The input
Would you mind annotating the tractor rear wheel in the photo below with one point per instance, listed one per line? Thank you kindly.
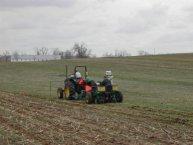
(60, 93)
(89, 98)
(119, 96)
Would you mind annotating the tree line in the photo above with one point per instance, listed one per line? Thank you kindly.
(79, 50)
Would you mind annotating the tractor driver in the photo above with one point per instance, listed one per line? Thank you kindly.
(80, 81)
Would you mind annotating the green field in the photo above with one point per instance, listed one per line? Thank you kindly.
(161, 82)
* * *
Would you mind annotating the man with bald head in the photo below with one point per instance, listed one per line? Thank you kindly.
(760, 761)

Problem details
Locate every line in the material above that contains the word "photo", and copy each of those lines in full.

Completed exercise
Would you mind annotating the tractor rear wheel in the photo below with one point per instance, listed one per line? Thank you kindly.
Would you mind annotating the tree line in the photo above with one point per instance, listed one per line? Thank you kindly.
Would you mind annotating the tractor driver in the photo above with one point per instance, listed one per line? Thank you kindly.
Would you mind annotating the green field in the photo above with one point per instance, listed one per line? Thank you kindly.
Would you mind annotating the man with bald head in the photo below with one point per instance, listed one per line? Thank you kindly.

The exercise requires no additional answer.